_DATA RECORDS_:
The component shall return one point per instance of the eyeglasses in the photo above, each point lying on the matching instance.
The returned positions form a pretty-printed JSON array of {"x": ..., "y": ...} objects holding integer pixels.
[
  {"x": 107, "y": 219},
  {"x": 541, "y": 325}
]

_ASSIGNED TASK_:
Output the records above exactly as written.

_PROBLEM SOLUTION_:
The component shall return one point per instance of the eyeglasses in the photo above, each point lying on the matching instance.
The returned positions form a pretty-printed JSON array of {"x": ..., "y": ...} objects holding integer pixels.
[
  {"x": 107, "y": 219},
  {"x": 541, "y": 325}
]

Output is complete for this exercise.